═══ SUPPLIED INFORMATION ═══

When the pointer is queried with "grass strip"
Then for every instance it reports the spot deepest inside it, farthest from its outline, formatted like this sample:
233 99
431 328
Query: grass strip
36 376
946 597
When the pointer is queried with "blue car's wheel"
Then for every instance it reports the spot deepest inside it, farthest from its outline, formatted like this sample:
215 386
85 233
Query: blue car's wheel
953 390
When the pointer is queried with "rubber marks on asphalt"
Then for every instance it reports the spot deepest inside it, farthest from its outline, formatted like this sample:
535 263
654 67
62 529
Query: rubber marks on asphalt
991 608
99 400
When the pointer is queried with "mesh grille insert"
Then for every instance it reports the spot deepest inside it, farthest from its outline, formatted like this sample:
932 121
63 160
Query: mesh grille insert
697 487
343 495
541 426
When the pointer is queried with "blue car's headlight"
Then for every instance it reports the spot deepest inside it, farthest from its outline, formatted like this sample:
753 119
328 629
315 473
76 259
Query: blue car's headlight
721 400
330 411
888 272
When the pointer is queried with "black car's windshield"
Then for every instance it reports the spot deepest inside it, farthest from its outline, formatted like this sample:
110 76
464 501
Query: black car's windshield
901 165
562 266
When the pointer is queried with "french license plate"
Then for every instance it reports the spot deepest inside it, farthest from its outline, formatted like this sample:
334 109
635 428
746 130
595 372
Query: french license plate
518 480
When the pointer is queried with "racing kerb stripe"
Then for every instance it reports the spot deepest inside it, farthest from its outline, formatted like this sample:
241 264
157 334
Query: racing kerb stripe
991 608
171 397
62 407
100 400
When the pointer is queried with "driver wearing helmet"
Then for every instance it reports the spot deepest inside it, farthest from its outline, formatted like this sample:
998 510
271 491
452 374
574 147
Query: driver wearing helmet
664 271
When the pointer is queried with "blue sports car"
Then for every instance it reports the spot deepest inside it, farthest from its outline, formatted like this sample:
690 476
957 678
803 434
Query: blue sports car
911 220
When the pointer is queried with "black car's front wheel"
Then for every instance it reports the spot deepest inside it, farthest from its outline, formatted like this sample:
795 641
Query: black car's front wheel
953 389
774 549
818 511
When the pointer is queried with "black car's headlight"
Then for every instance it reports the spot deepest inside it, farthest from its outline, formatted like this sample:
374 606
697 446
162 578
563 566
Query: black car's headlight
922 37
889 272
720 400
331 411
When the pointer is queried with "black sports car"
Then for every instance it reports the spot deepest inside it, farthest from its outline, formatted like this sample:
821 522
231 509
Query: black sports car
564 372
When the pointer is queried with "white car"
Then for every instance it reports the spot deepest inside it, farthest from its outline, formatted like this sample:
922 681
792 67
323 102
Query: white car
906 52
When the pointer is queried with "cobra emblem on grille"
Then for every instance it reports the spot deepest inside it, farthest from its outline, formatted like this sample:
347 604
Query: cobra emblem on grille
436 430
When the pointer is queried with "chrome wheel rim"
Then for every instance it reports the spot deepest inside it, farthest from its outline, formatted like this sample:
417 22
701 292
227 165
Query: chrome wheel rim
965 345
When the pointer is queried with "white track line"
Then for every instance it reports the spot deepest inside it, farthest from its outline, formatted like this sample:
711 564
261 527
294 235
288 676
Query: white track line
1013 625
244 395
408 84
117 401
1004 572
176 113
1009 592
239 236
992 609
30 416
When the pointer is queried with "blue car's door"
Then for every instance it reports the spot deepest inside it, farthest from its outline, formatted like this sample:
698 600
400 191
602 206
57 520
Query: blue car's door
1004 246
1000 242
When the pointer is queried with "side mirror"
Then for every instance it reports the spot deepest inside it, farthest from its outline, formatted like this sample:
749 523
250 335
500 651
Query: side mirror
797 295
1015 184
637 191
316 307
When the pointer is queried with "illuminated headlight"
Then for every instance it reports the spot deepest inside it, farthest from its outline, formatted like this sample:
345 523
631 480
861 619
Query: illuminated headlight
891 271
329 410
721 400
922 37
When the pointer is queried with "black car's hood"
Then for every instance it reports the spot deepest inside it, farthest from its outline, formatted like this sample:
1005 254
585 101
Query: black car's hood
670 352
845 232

═══

Extract each line of the material exactly as it stands.

When the pointer is queried with "grass strip"
Then for every instance it reports the spot deepest inside it, farthest from its outline, formatted like this sample:
233 99
431 328
Query: grass strip
36 376
946 597
When the pointer is queried with "blue car's wheel"
Then for every instance it reports the spot deepest inside it, farthest from its outline, formatted like this sample:
215 386
85 233
Query: blue car's wheel
953 390
When the pointer is queried with "rubber marks on asphalt"
Then for every instance it reports the spot deepest inside it, farthest from its outline, formatted like this sample:
535 263
654 67
62 529
Query: rubber marks on asphalt
991 608
99 400
When the pointer is queried with "mesh grille insert"
Then for every instance it reports the spot deepest inside it, farthest from its outline, formatted like this sample:
932 121
63 160
Query: mesh grille insert
697 487
343 495
541 426
When the pointer is queried with "blue car's headlight"
Then for every instance it reports the spot deepest inside it, farthest from its outline, formatted like this sample:
753 119
328 629
315 473
76 259
Query: blue car's headlight
721 400
330 411
888 272
When the pointer is queried with "black car's windshield"
Then for every instance it reports the spot deepest inside it, farthest from its outline, formatted like this sample:
110 76
464 501
Query: black car's windshield
901 165
562 266
When the pointer is queried with "french license plate"
Then for every instance it reports the spot deepest inside it, farthest from its outline, formatted like this sample:
334 109
635 428
746 130
595 372
Query: french license plate
518 480
When the pointer is queried with "racing kerb stripe"
Then for every instance it reports the spot deepest inside it, farthest from its outline, formatted like this sample:
241 264
157 334
Query: racing kerb stripe
991 608
171 397
62 407
100 400
When the pointer is queried with "driver wearing helmet"
Then for every instance it reports the spot deepest inside it, farthest from its outline, formatted like this sample:
998 510
271 491
452 374
574 147
Query: driver wearing helmet
664 271
When the pointer is queried with "blue sports car"
Then for every instance it reports the spot deepest inside it, farthest from its outline, formatted like this sample:
690 476
957 678
803 434
Query: blue sports car
911 220
When the pointer is queried with "black car's front wheel"
Then for every instance it reports the spot deepest inside it, farthest from its outline, formatted like this sample:
795 641
Query: black car's front wheel
953 389
774 549
818 511
When the pointer is queried with "black car's headlight"
Then for every instance it reports the spot deepest inside it, farthest from its outline, formatted like this sample:
374 606
697 446
162 578
563 566
Query: black car's headlight
922 37
889 272
720 400
331 411
When the pointer is queried with "black sports car"
Then for every instance it reports the spot deepest inside it, farthest from its outline, formatted like this sample:
821 522
231 509
Query: black sports car
564 372
When the pointer is queried with "white car"
Then for every instance it reports the spot deepest inside it, farthest from its outline, formatted like this sample:
922 681
792 67
323 102
Query: white car
906 52
When the pointer is queried with "cobra emblem on grille"
Then for every instance it reports the spot deepest inside it, farthest from its outline, formatted like this sample:
347 604
Query: cobra emblem on grille
436 430
When the pointer is queried with "chrome wheel rim"
Then for every instance it reports the spot deepest inside it, farthest from its outline, formatted like this sample:
417 22
701 292
227 165
Query: chrome wheel rim
965 345
When the pointer is queried with "white track line"
Then for every instance it reports the spot deepest inside it, farthest from its outline, formatted like this sample:
711 564
261 527
294 235
288 676
Query: white track line
1013 625
244 395
408 84
117 401
1004 572
176 113
1009 592
239 236
992 609
30 416
When the pointer is queried with "blue car's door"
Then for every instance it reports the spot deepest inside it, farthest from its outline, formatted like this sample:
698 600
400 191
602 206
57 520
Query: blue car's door
1004 246
1000 242
When the pointer is queried with "side mirror"
Then for every instance it reports the spot deepest inside it, farthest from its outline, formatted like this sample:
749 523
250 335
500 651
Query: side mirror
797 295
1015 184
637 191
316 307
When the pointer is queried with "illuminated headlight"
Then for every instance it reports the spot deepest inside it, farthest from its outline, formatted like this sample:
345 523
631 480
861 619
Query: illuminated headlight
891 271
329 410
721 400
922 37
When the pointer is queried with "black car's hood"
Then for every instance it reports the spot deepest inside it, farthest from its outline, formatted like this sample:
1005 254
585 101
Query: black car's hood
670 352
845 232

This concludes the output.